- **TASK DESCRIPTION**:
Scan the material that follows. Copy every line containing the word "cabinet".

- **INFORMATION PROVIDED**:
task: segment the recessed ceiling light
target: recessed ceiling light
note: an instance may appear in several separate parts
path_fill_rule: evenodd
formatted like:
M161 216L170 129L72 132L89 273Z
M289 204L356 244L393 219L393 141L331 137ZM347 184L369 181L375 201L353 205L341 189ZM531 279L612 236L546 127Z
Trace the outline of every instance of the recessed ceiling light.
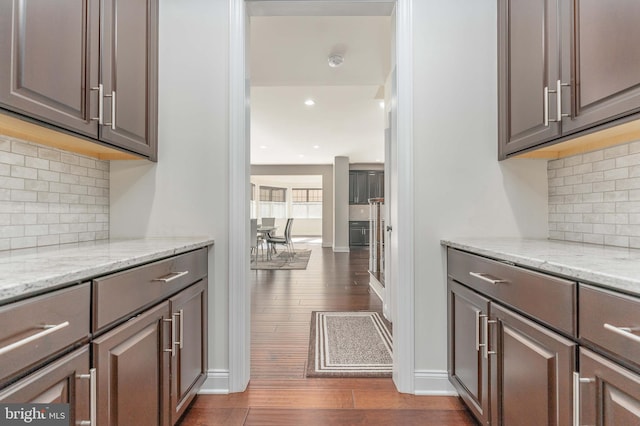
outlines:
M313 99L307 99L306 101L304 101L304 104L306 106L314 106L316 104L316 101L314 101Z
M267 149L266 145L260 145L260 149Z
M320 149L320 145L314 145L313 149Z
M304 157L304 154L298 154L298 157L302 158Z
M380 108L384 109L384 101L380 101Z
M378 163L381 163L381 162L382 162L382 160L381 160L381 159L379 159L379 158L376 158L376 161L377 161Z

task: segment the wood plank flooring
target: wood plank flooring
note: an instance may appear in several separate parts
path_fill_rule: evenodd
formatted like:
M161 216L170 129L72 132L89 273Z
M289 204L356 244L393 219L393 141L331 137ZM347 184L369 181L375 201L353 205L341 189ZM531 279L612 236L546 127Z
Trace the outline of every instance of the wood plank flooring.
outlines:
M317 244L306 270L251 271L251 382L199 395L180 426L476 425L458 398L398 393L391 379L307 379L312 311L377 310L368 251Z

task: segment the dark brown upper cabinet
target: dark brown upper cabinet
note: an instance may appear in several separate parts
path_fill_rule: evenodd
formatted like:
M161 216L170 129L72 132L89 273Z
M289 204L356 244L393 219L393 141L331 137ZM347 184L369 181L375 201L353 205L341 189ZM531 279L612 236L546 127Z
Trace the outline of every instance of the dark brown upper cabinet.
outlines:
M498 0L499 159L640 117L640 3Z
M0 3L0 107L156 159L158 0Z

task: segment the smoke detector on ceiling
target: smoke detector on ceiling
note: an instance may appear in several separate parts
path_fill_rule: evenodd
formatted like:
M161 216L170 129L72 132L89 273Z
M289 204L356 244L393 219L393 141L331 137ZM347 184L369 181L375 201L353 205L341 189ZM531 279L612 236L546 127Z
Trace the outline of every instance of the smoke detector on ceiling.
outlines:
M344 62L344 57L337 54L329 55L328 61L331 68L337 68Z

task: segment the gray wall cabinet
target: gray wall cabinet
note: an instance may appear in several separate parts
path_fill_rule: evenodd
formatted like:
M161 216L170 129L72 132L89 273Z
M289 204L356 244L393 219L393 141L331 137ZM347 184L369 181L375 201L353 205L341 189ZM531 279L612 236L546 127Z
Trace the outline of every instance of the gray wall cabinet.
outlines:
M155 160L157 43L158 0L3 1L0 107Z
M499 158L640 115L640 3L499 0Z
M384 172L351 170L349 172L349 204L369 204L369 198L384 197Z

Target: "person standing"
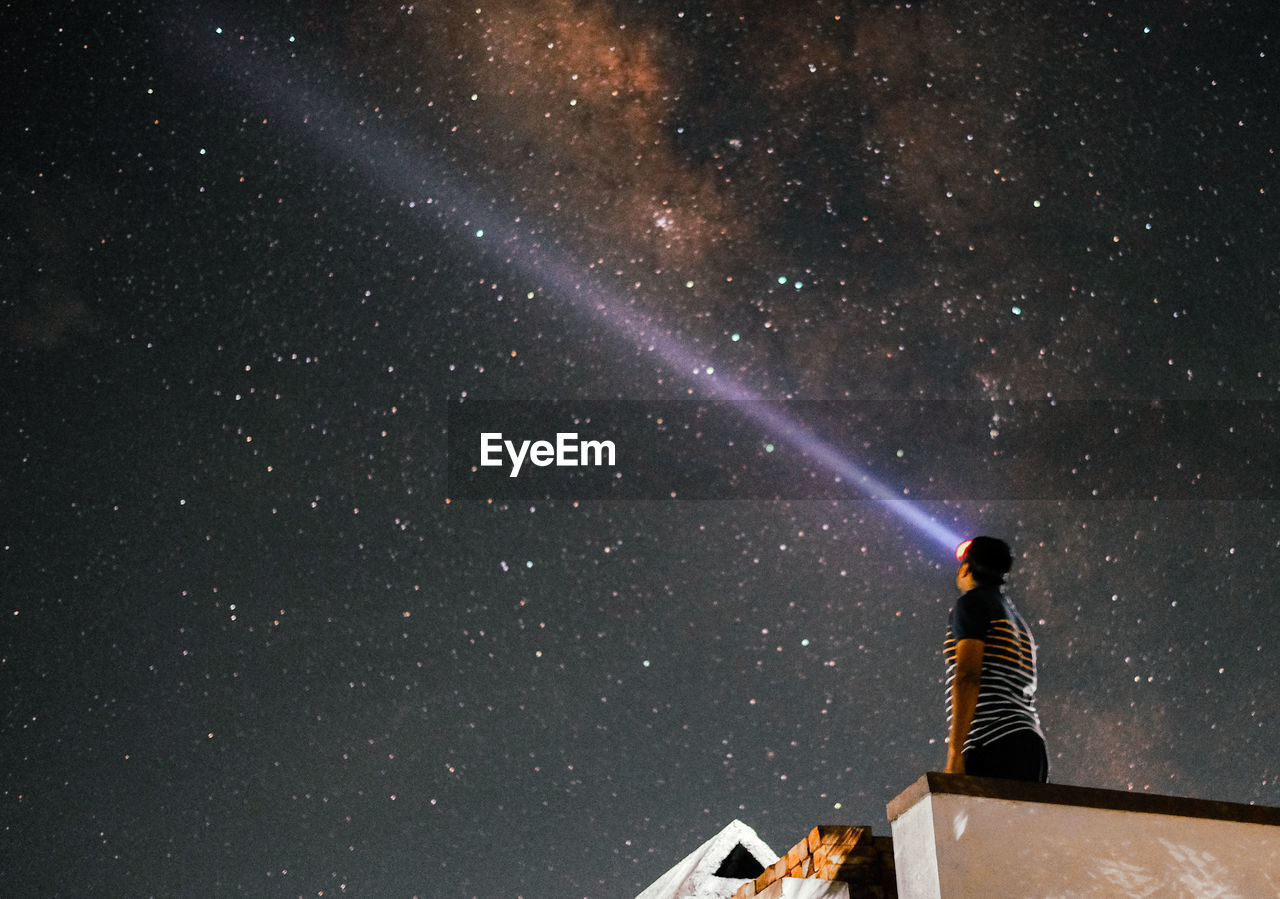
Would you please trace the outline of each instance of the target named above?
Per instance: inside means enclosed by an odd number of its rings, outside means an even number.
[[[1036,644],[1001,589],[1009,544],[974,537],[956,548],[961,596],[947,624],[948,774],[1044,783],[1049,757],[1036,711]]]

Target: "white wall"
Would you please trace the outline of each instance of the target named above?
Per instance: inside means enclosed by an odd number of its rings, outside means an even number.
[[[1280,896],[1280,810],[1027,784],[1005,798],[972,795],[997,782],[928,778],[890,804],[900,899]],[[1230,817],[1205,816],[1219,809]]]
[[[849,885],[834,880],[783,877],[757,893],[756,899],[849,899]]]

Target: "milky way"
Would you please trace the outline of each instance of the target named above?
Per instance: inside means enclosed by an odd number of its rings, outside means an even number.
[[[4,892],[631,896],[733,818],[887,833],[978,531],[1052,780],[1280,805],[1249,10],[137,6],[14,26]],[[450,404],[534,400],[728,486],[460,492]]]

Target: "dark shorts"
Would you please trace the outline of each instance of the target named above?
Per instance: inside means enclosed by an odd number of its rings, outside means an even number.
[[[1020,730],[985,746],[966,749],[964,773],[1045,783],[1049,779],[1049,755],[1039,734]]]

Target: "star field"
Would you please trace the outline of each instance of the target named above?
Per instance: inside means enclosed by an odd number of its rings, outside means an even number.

- **SOLUTION FOR THIS EXERCISE**:
task: segment the dark brown upper cabinet
target: dark brown upper cabinet
Trace the outline of every instance of the dark brown upper cabinet.
task: segment the gray wall cabinet
target: gray wall cabinet
Trace the outline of every instance of the gray wall cabinet.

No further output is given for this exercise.